* TEXTE À LIRE *
Ricardo La Volpe : Une icône du football
Ricardo La Volpe est une figure emblématique. Pour lui, chaque victoire doit être acquise sur le terrain à travers une maîtrise du jeu. La Volpe représente également une philosophie, fondée sur des principes clairs voués à une esthétique du football. Il a créé une école de pensée au Mexique qui suscite à la fois admiration et controverses. Des entraîneurs tels que Miguel Herrera, José Guadalupe Cruz, Daniel Guzman, et Jorge Almiron se disent tous influencés par lui. Pep Guardiola, presque vénéré en Europe, considère La Volpe comme l’un de ses mentors. Malgré cela, son palmarès est modeste : il remporte une Gold Cup en 2003 et un championnat du Mexique en 1992/1993. À l’instar de Bielsa, La Volpe incarne le paradoxe du football : pour ceux qui perçoivent le sport sous un angle artistique, visant à reconnaître les « protagonistes » en tant qu’artistes, Ricardo La Volpe est une source d’admiration. Pour les autres, il est perçu comme un théoricien sans capacités managériales tangibles. Beautyfootball a pris position sur cette question. À l’occasion de la Coupe du Monde 2018, nous avons choisi de faire revivre la révélation de cet entraîneur exceptionnel : comment le Mexique a-t-il illuminé brièvement la scène mondiale lors de la Coupe du Monde 2006 ?
Le parcours de Ricardo La Volpe
Ancien gardien de la sélection argentine couronnée de succès en 1978 (aux côtés de Menotti, dont il partage de nombreuses idées), le parcours de La Volpe est étroitement lié au Mexique, son pays d’adoption. Il termine sa carrière de joueur à Oaxtepec, où il fait également ses débuts en tant qu’entraîneur.
Par la suite, il enchaîne les expériences, plus ou moins fructueuses, dans des clubs prestigieux tels que l’América, l’Atlas, Guadalajara et Atlante. C’est avec ce dernier club qu’il décroche son unique titre de champion. En tant que sélectionneur du Costa Rica entre 2010 et 2011, il laissera surtout son empreinte à la tête de l’équipe mexicaine de 2003 à 2006, remportant la Gold Cup en 2003. Ce travail en sélection lui ouvrira les portes de Boca Juniors dans son pays natal, mais cette expérience se soldera par l’échec le plus retentissant de sa carrière. La Volpe a ainsi entraîné de nombreux clubs avec plus ou moins de succès, mais c’est sa participation à la Coupe du Monde 2006 qui nous permettra de retracer son identité footballistique à travers des images précises.
Composition et animation
Le Mexique en phase offensive : jeu de position et projection
Ricardo La Volpe est connu pour sa préférence pour un seul système : le 3-5-2 ou 5-3-2. Un principe phare de son jeu émerge lors de la sortie du ballon, nommé la « salida lavolpiana », qui a gagné en popularité chez de nombreux entraîneurs européens. Dans les années 2000, ce type de jeu était relativement rare !
Concrètement, La Volpe exige de ses joueurs qu’ils sortent le ballon de leur surface sans effectuer de dégagements longs. Pour éviter un pressing adverse intense, les joueurs mexicains doivent créer une supériorité numérique dès le début de l’action. Ainsi, le coach choisit de jouer avec trois défenseurs centraux face à des attaques souvent constituées d’un ou deux joueurs.

* CONSIGNE *
D'après le texte sur Ricardo La Volpe, avec quel club a-t-il remporté son unique titre de champion ?

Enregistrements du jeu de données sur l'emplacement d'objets
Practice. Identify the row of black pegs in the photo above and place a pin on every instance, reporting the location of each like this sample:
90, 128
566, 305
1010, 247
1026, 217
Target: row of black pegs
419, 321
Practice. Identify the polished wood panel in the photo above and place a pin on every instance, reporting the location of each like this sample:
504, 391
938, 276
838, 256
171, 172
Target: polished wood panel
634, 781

* RÉPONSE CI-DESSOUS *
Avec l'Atlante.